■ What you should do ■
Copy the rows, requests included, starting at the line that contains "Given the scene below, your job is to locate the black" and ending at the line that contains "[906,595,958,621]". Raise every box coordinate by 67, and leave the pictures out.

■ Records for this task ■
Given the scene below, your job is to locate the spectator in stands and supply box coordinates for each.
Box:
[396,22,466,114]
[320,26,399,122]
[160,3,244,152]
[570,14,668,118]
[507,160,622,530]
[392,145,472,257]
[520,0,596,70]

---

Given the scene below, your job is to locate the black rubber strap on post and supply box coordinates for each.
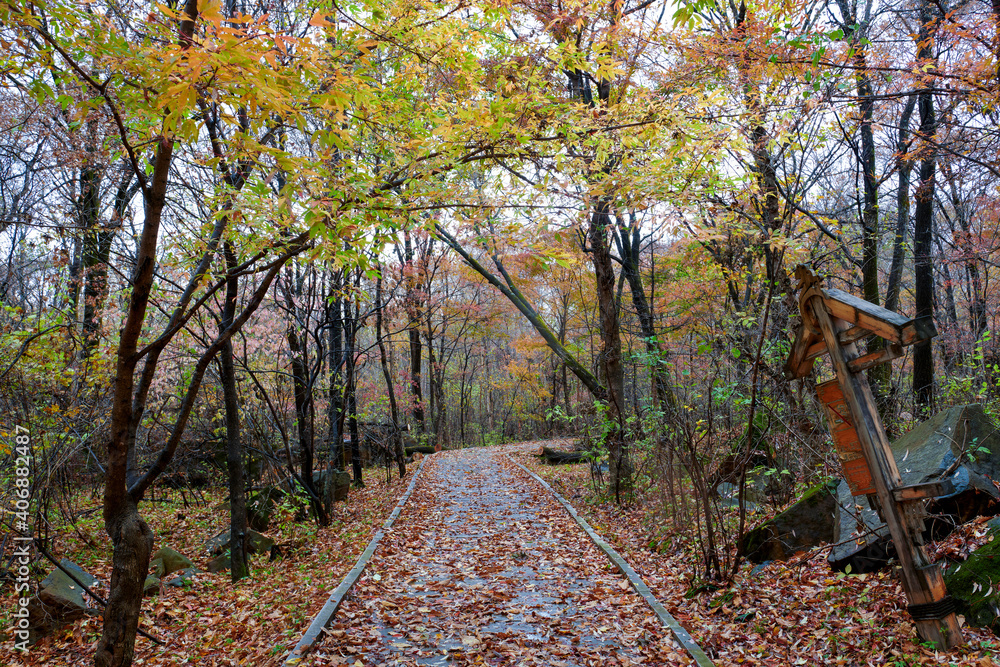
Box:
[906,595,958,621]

■ Solution below ■
Given the scene below, your job is to locate the black rubber strap on post and supply box coordinates for each.
Box:
[973,662,1025,688]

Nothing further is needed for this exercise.